Exclusive: Skyrocketing Heroin, Opium Use Ensnaring Afghan Children

State Department Finds Kids' Exposure to Drugs Could Create 'Whole Generation' of Addicts in Afghanistan

By MATTHEW MOSK and BRIAN ROSS

Apr. 20, 2010 —

Staggering levels of opium and heroin have been detected in Afghan children as young as 14 months by a team of researchers hired by the US State Department, revealing a fast-emerging problem that could cripple American efforts to bring stability to the war-torn country.

"I think we've opened a can of worms," said Bruce Goldberger, one of the University of Florida scientists heading up the study, who spoke exclusively with Brian Ross for a report airing on World News with Diane Sawyer and Nightline tonight. "This was just totally unexpected. No one has ever seen this type of exposure in young children. It's never been documented. And it's laying a foundation for drug abuse for a whole generation."

This first-ever look at household exposure to opium and heroin is not yet complete, but State Department officials and contractors shared preliminary findings exclusively with ABC News in hopes of drawing attention to a problem they say has been largely overlooked. The researchers said what they uncovered is both shocking and tragic.

Their field testing of homes of known drug users found that small children, even infants, have been passively exposed to heroin and opiates by the adult users in their homes. Some have inhaled dangerous quantities of second-hand smoke. Others have ingested traces of the drugs settling all around them -- coating their pillows and blankets and leaving a film atop carpets and furniture.

The chronic exposure is leading to levels of addiction rarely seen in children so young, the researchers told ABC News. If the problem is left unaddressed, they said, the consequences could be dire.

"This is a doomed generation of children," Goldberger said. "These children are classic opium or heroin addicts. They crave the drug. If the drug is withdrawn, they go through withdrawal."

▬▬▬▬▬▬▬▬▬▬

__WHAT THE TASK ASKS__
Can you repeat, word for word, everything in the article on drug exposure among Afghan children from "Exclusive: Skyrocketing Heroin, Opium" down to "the war-torn country."? The items after the article come from a separate source.

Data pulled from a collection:
▬▬▬▬▬▬▬▬▬▬

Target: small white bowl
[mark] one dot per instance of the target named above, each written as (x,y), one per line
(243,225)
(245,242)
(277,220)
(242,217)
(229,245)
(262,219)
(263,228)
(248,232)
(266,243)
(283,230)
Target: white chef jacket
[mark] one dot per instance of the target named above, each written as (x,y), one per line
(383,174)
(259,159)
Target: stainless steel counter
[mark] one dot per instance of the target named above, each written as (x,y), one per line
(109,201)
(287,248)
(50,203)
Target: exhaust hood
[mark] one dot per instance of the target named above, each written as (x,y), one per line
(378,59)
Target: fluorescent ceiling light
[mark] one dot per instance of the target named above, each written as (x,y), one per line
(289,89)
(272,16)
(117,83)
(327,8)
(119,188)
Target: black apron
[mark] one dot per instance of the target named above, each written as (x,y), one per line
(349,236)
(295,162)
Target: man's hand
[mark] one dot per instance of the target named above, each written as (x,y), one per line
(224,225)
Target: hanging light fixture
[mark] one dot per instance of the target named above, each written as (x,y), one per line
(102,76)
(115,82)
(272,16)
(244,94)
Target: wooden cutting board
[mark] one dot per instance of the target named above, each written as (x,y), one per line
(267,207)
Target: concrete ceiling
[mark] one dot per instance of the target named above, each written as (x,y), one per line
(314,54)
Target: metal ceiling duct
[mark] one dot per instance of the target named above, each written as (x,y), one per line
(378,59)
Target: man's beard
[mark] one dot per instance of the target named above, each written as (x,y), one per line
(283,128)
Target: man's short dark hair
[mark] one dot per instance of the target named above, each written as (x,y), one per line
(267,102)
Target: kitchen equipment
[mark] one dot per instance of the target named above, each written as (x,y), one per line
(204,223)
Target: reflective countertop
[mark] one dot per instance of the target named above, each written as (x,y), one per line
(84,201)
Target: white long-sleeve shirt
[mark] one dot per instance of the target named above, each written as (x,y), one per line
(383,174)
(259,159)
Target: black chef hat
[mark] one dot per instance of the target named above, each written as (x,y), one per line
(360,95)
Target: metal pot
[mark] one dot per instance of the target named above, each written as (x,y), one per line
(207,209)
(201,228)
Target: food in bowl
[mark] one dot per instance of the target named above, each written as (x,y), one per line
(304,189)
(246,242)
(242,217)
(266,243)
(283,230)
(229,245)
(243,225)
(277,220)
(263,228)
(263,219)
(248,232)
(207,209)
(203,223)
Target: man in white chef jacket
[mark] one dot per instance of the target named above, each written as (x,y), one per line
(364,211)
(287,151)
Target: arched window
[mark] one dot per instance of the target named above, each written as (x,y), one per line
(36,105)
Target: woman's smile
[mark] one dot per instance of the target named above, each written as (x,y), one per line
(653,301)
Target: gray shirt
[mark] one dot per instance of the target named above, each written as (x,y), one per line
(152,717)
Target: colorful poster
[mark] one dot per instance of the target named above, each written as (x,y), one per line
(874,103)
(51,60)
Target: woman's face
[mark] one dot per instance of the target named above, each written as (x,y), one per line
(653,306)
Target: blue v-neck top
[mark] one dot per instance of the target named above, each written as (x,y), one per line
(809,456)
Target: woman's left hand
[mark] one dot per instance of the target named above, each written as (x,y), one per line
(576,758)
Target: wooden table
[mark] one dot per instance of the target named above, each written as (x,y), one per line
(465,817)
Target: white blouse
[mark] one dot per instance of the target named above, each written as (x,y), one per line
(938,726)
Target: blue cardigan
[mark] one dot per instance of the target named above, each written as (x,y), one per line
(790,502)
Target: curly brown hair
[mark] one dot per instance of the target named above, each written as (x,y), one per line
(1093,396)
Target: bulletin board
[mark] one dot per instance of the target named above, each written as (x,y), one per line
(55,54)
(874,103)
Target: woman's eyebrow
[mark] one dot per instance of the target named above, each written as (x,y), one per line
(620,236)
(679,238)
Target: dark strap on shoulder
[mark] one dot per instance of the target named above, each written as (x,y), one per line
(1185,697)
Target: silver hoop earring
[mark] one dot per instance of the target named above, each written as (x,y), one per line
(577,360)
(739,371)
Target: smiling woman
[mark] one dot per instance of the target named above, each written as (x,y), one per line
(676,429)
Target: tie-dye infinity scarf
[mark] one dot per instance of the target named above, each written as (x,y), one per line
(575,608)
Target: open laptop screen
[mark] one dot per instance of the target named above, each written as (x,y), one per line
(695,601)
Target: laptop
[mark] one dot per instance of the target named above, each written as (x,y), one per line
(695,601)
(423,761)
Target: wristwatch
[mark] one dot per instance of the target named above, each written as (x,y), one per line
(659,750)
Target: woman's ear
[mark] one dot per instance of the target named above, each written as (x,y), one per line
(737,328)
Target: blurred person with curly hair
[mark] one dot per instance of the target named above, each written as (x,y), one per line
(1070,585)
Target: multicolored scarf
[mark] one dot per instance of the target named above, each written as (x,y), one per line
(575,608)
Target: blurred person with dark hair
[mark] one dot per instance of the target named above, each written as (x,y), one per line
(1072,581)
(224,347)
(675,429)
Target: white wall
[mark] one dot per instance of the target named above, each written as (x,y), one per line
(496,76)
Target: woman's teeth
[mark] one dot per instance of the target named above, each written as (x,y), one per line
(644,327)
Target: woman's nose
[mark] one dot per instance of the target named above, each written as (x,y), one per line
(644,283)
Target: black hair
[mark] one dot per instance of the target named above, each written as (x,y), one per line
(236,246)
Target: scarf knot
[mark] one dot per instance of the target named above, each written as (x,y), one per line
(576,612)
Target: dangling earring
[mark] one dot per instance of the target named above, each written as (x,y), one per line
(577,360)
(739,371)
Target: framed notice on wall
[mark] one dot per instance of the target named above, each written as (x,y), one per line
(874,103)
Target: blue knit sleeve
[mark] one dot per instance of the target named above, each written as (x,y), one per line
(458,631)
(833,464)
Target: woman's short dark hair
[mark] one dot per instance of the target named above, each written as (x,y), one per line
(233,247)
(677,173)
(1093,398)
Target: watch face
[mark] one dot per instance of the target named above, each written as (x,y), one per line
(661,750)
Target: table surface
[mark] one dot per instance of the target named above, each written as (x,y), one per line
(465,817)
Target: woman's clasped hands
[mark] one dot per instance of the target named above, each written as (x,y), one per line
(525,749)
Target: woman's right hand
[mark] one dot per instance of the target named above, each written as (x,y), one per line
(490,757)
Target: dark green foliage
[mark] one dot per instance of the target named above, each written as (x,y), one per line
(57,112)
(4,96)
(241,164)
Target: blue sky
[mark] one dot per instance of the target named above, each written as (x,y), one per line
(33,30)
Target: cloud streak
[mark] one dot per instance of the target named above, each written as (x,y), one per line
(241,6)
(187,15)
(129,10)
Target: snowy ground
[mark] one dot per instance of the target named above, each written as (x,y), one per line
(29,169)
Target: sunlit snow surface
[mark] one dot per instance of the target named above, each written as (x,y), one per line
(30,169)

▬▬▬▬▬▬▬▬▬▬

__SOLUTION TO THIS EXERCISE__
Exclusive: Skyrocketing Heroin, Opium Use Ensnaring Afghan Children

State Department Finds Kids' Exposure to Drugs Could Create 'Whole Generation' of Addicts in Afghanistan

By MATTHEW MOSK and BRIAN ROSS

Apr. 20, 2010 —

Staggering levels of opium and heroin have been detected in Afghan children as young as 14 months by a team of researchers hired by the US State Department, revealing a fast-emerging problem that could cripple American efforts to bring stability to the war-torn country.